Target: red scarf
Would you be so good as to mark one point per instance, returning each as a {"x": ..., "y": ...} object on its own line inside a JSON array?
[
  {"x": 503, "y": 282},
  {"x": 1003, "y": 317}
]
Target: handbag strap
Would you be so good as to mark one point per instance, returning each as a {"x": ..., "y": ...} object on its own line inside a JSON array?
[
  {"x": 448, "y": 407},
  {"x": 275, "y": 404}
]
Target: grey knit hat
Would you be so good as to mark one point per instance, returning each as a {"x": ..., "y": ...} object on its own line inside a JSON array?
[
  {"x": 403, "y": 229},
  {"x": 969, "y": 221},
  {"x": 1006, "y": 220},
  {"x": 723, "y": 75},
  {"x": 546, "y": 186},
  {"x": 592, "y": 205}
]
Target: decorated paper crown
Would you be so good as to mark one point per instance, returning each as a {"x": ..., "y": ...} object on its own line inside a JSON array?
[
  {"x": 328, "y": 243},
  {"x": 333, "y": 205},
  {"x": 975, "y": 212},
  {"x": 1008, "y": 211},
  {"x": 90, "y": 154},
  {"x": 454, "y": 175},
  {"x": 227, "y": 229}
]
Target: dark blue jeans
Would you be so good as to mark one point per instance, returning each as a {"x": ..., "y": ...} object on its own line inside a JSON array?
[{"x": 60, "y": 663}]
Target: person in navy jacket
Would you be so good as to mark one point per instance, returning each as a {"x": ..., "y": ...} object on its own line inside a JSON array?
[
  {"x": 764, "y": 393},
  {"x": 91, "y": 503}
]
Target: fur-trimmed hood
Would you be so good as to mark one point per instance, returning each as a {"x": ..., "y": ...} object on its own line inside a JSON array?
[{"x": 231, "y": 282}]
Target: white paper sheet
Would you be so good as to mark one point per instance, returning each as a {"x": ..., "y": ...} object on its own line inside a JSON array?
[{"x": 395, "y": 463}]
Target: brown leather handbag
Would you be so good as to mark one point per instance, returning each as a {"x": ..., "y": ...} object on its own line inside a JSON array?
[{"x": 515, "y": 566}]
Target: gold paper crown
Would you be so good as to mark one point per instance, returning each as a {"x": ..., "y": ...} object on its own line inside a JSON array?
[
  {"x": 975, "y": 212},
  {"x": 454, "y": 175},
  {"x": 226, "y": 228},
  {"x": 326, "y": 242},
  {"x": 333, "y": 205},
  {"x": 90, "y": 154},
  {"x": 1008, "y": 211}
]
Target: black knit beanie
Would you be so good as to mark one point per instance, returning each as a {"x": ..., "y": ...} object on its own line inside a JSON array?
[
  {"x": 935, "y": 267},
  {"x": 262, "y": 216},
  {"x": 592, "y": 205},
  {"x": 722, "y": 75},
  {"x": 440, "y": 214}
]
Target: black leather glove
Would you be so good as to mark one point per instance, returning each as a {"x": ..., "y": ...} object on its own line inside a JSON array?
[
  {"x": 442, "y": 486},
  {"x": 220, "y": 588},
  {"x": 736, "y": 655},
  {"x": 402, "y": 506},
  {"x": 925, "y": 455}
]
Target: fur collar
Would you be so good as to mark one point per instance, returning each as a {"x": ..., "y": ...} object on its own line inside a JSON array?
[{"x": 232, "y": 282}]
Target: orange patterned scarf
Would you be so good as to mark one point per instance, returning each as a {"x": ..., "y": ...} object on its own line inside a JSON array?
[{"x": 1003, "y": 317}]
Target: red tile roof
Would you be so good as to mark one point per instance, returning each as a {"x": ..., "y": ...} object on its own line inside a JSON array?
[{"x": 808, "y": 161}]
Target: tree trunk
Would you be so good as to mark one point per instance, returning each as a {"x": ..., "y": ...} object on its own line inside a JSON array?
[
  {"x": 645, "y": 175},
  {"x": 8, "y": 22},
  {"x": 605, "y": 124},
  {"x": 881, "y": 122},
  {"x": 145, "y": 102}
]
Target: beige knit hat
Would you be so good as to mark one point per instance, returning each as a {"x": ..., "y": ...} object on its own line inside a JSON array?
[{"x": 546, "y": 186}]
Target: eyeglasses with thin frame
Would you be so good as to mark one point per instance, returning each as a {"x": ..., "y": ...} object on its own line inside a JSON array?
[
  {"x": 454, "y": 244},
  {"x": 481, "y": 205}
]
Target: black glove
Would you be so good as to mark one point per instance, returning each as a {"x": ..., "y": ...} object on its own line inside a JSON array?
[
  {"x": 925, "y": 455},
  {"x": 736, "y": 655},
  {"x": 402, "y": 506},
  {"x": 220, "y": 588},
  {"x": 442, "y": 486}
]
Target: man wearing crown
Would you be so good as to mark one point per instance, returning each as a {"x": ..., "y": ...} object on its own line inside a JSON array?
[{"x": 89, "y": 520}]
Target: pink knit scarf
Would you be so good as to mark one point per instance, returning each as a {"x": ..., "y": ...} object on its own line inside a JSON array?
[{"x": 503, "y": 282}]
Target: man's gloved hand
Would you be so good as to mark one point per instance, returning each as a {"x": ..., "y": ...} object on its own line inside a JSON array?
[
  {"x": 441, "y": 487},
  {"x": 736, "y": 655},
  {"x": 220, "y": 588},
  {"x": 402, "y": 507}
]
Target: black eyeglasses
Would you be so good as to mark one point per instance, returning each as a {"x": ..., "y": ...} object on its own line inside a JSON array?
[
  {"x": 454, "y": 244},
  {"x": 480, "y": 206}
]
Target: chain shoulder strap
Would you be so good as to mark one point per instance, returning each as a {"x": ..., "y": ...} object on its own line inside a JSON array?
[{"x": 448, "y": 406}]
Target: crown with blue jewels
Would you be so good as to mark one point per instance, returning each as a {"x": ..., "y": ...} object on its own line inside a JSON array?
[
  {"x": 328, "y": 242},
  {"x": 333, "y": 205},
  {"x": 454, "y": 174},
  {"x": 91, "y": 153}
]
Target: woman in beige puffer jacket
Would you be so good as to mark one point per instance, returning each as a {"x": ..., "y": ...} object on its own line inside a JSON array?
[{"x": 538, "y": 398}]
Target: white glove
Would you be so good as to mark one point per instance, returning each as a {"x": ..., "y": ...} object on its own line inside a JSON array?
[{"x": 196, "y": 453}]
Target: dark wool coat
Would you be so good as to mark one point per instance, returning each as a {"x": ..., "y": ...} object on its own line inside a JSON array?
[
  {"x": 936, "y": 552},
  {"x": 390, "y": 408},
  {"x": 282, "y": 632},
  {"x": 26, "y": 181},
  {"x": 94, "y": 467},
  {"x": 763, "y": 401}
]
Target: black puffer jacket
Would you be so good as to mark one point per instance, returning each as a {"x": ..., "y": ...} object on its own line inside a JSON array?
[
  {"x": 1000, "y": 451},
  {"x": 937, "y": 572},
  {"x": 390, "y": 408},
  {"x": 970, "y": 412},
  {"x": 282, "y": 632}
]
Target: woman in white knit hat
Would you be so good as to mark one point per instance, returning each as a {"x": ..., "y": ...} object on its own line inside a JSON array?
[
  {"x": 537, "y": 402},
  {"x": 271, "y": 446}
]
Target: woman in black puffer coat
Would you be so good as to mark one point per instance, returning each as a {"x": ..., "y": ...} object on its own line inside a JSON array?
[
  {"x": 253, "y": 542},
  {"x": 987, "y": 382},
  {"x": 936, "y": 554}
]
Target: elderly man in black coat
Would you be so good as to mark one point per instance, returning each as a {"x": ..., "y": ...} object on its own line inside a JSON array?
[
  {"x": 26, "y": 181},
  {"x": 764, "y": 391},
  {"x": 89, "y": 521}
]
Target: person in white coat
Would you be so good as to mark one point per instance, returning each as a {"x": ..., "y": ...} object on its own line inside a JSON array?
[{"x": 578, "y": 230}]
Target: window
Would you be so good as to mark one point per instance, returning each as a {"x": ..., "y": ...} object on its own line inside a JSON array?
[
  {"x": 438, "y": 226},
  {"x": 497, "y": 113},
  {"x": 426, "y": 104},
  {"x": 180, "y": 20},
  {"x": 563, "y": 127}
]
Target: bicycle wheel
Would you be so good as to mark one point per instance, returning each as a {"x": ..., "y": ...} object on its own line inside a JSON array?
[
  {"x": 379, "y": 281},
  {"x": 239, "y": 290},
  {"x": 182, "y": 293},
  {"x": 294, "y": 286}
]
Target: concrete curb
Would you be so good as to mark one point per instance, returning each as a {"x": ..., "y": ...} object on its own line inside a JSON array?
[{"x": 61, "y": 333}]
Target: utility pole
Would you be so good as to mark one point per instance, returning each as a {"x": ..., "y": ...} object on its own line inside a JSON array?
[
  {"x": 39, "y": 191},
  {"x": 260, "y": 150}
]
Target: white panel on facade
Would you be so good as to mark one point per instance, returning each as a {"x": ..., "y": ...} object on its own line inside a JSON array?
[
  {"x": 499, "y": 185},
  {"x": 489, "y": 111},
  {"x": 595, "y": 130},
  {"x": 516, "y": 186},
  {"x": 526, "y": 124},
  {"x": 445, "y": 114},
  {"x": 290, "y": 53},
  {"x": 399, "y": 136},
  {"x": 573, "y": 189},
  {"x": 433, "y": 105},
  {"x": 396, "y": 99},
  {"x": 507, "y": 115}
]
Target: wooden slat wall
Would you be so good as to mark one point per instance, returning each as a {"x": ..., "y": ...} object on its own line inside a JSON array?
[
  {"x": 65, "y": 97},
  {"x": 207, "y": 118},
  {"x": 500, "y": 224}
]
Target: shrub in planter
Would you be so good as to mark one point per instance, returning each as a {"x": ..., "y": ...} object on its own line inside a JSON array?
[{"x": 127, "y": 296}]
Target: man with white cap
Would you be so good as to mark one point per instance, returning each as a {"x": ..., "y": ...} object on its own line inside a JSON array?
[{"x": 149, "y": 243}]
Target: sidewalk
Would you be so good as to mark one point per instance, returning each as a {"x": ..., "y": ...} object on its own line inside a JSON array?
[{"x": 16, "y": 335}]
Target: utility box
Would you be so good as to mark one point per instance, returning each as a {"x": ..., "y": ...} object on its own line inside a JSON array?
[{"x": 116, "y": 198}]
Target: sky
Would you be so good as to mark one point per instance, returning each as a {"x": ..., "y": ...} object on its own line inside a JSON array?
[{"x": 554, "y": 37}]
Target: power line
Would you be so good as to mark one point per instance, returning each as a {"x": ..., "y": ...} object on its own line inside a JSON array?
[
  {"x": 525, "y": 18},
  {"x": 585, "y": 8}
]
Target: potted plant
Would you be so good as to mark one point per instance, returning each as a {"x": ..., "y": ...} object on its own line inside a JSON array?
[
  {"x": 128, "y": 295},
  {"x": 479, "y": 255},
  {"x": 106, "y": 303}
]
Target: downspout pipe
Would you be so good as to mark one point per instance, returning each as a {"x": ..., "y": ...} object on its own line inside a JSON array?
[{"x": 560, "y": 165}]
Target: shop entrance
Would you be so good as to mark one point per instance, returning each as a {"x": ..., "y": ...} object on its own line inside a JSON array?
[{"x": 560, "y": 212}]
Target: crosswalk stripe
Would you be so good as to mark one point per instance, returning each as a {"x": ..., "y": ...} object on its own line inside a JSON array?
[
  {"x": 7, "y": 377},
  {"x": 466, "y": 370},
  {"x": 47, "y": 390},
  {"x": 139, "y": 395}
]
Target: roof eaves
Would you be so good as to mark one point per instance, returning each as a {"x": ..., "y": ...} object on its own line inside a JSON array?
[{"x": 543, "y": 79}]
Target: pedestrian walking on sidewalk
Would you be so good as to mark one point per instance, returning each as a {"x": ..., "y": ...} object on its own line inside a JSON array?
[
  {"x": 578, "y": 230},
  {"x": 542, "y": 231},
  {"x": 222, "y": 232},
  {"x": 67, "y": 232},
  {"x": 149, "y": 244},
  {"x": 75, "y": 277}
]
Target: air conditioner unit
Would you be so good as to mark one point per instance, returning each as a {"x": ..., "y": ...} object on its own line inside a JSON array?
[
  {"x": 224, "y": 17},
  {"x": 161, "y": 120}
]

──────────

## TASK
The lines to reproduce run from the one that contains "Target: downspout pipe" through the last line above; copy them exactly.

## WRITTEN RESPONSE
Target: downspout pipe
Would you be so good as to mark one point per instance, returning each as a {"x": ..., "y": ...} object on its own line inside a JSON array?
[{"x": 560, "y": 165}]
Target: shop entrance
Would you be so good as to mark one point per instance, returning each as a {"x": ..., "y": ...} object on its own line inside a JSON array?
[{"x": 560, "y": 212}]
Target: crosswalk stripe
Would you be so good as to mark one point per instance, returning each as a {"x": ..., "y": ...} object on its own line inside a JSON array?
[
  {"x": 7, "y": 377},
  {"x": 466, "y": 370},
  {"x": 47, "y": 390},
  {"x": 139, "y": 395}
]
Target: roof eaves
Would you be so good as to mark one point per instance, returning each as a {"x": ..., "y": ...} object on its own line inside a JSON array?
[{"x": 543, "y": 79}]
Target: pedestrian walking on sidewalk
Would you be so good as to mark one point per instance, returning each as a {"x": ..., "y": ...} object on its own line inside a JSON array?
[
  {"x": 578, "y": 230},
  {"x": 542, "y": 231},
  {"x": 222, "y": 232},
  {"x": 67, "y": 232},
  {"x": 149, "y": 244},
  {"x": 75, "y": 277}
]
Target: air conditioner unit
Would you be so good as to mark one point per instance, returning each as a {"x": ..., "y": ...} object on its own line inside a JSON array?
[
  {"x": 224, "y": 17},
  {"x": 161, "y": 120}
]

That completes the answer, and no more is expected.